* WHAT YOU ARE ASKED TO DO: Retype the entries in full, exactly.

* WORKING DATA:

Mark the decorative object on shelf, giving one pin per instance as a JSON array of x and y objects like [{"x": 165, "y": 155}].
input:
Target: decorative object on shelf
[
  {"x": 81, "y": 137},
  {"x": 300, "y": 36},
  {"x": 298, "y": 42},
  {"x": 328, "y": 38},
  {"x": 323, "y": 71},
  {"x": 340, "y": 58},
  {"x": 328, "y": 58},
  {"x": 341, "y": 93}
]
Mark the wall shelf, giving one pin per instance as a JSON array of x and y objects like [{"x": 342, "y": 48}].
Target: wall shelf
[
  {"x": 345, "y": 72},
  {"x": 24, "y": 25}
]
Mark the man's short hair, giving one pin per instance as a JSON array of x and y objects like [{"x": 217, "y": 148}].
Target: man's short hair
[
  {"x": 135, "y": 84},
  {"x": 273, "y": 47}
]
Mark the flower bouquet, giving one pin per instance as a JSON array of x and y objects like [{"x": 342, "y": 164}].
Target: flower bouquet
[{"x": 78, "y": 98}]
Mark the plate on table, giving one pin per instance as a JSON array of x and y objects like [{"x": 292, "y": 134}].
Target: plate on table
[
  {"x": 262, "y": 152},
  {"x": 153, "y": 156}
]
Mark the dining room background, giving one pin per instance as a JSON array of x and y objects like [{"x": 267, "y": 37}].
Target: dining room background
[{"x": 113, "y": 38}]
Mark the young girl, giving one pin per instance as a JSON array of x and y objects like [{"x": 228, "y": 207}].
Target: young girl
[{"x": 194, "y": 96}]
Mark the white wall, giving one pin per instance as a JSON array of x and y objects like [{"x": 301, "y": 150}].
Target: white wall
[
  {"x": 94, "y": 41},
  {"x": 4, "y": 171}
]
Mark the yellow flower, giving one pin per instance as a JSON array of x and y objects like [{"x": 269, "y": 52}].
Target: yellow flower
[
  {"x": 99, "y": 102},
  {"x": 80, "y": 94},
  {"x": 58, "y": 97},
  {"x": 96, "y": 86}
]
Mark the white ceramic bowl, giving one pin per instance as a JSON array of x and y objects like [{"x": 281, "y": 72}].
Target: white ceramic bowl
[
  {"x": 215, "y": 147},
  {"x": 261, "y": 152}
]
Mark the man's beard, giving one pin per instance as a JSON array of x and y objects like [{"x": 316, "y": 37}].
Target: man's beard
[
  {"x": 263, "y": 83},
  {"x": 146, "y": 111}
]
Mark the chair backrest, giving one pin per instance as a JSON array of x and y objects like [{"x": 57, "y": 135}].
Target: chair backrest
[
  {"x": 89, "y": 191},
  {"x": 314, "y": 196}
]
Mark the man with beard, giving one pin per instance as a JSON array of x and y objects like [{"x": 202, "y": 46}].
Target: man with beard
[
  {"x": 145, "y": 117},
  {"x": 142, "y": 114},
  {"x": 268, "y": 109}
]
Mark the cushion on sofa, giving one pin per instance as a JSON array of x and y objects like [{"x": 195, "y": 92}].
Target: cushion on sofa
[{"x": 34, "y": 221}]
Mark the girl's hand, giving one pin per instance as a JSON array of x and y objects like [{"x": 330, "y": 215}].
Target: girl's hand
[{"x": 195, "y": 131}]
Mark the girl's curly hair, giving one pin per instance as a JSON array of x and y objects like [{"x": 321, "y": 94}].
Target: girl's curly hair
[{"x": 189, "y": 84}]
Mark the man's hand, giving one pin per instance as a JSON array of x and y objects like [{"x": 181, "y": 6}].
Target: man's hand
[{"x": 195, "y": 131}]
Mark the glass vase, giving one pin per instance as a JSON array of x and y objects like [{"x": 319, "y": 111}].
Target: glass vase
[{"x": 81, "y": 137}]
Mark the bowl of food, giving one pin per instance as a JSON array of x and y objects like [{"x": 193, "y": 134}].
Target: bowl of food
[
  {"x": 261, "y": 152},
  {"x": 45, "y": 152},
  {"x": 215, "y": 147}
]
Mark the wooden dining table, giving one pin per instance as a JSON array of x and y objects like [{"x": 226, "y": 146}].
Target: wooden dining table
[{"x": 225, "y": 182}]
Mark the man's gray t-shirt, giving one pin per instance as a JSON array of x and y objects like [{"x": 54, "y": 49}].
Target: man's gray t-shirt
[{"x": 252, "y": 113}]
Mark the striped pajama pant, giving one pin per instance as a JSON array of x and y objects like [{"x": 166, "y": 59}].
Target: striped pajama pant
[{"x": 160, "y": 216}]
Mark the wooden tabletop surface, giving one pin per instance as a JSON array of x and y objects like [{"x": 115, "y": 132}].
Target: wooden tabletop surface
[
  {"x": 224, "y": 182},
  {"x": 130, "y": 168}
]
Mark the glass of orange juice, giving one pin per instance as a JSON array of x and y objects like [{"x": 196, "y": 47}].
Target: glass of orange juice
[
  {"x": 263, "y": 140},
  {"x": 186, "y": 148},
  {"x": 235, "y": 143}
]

* RESPONSE:
Mark the decorative object on shelf, giving one pin per instance as a JSON array of x and y objects like [{"x": 165, "y": 155}].
input:
Target: decorative object on shelf
[
  {"x": 81, "y": 137},
  {"x": 300, "y": 36},
  {"x": 298, "y": 42},
  {"x": 328, "y": 38},
  {"x": 323, "y": 71},
  {"x": 340, "y": 58},
  {"x": 328, "y": 58},
  {"x": 341, "y": 93}
]
Mark the wall shelf, giving one pin per instance as a JSON array of x and y objects like [{"x": 342, "y": 48}].
Target: wall shelf
[
  {"x": 345, "y": 72},
  {"x": 24, "y": 25}
]
Mark the man's short hair, giving one pin per instance as a JSON array of x and y objects like [{"x": 217, "y": 148}].
Target: man's short hair
[
  {"x": 135, "y": 84},
  {"x": 273, "y": 47}
]
Mark the flower bouquet, giving one pin per instance as a JSON array of x and y objects like [{"x": 342, "y": 164}].
Target: flower bouquet
[{"x": 78, "y": 98}]
Mark the plate on table, giving one pin per instance as a JSON array of x and y objects like [{"x": 292, "y": 134}].
Target: plate on table
[
  {"x": 262, "y": 152},
  {"x": 153, "y": 156}
]
Mark the dining room background, giving one pin per instance as a JSON array of x and y objects like [{"x": 267, "y": 37}].
Target: dining room background
[{"x": 113, "y": 38}]
Mark the young girl, giving one pin per instance as a JSON array of x and y objects like [{"x": 228, "y": 207}].
Target: young girl
[{"x": 194, "y": 96}]
Mark the white wall, giving one pin per instance as a JSON array of x and y objects like [{"x": 301, "y": 150}].
Target: white wall
[
  {"x": 94, "y": 41},
  {"x": 4, "y": 171}
]
Mark the yellow flower, giving one pin per instance as a JSON array of x and y objects like [{"x": 269, "y": 52}].
Target: yellow flower
[
  {"x": 99, "y": 102},
  {"x": 80, "y": 94},
  {"x": 58, "y": 97},
  {"x": 96, "y": 86}
]
Mark the white ceramic bowl, giving one pin per instance as a JSON array of x and y objects like [{"x": 281, "y": 72}].
Target: white ceramic bowl
[
  {"x": 215, "y": 147},
  {"x": 261, "y": 152}
]
Mark the man's beard, giving one pin per instance as a JSON array of x and y objects like [{"x": 316, "y": 37}].
Target: man's beard
[
  {"x": 263, "y": 83},
  {"x": 146, "y": 111}
]
Mark the chair backrest, giving one pin per instance as a JSON array of x and y objects like [{"x": 57, "y": 135}].
Target: chair backrest
[
  {"x": 89, "y": 191},
  {"x": 314, "y": 196}
]
Mark the man with beard, giving one pin per instance as a JSON array of x and y objects like [{"x": 202, "y": 46}].
Target: man with beard
[
  {"x": 145, "y": 117},
  {"x": 142, "y": 114},
  {"x": 268, "y": 109}
]
Mark the cushion on sofa, giving one pin per instance as a JSON array of x and y objects like [{"x": 195, "y": 92}].
Target: cushion on sofa
[{"x": 34, "y": 221}]
Mark the girl's hand, giving one pin per instance as a JSON array of x and y objects like [{"x": 330, "y": 215}].
Target: girl's hand
[{"x": 195, "y": 131}]
Mark the girl's curly hair, giving one pin per instance as a JSON array of x and y objects like [{"x": 321, "y": 94}].
Target: girl's curly hair
[{"x": 189, "y": 84}]
Mark the man's hand, giving one pin per instance as a JSON array of x and y objects like [{"x": 181, "y": 6}].
Target: man's hand
[{"x": 195, "y": 131}]
Mark the glass vase, giving one pin per instance as a JSON array of x and y objects like [{"x": 319, "y": 111}].
Target: glass vase
[{"x": 81, "y": 137}]
Mark the bowl of food, giving one pin per instance as a JSON array of x and y objects like [{"x": 193, "y": 134}].
Target: bowl of food
[
  {"x": 261, "y": 152},
  {"x": 45, "y": 152},
  {"x": 215, "y": 147}
]
Mark the wooden dining table, giving one pin per instance as a JSON array of x and y objects like [{"x": 226, "y": 146}].
Target: wooden dining table
[{"x": 225, "y": 182}]
Mark the man's gray t-shirt, giving one pin per instance as a JSON array of x and y objects like [{"x": 54, "y": 49}].
Target: man's gray t-shirt
[{"x": 252, "y": 113}]
Mark the striped pajama pant, giving one pin per instance as a JSON array of x and y objects like [{"x": 166, "y": 59}].
Target: striped pajama pant
[{"x": 160, "y": 216}]
Mark the wooden tabletop surface, giving one pin per instance as a JSON array of x and y objects like [{"x": 115, "y": 132}].
Target: wooden tabletop surface
[
  {"x": 224, "y": 182},
  {"x": 130, "y": 168}
]
Mark the glass of orange juice, giving one pin per instance as a JSON array of x and y objects like [{"x": 196, "y": 47}].
Target: glass of orange juice
[
  {"x": 263, "y": 140},
  {"x": 186, "y": 148},
  {"x": 235, "y": 143}
]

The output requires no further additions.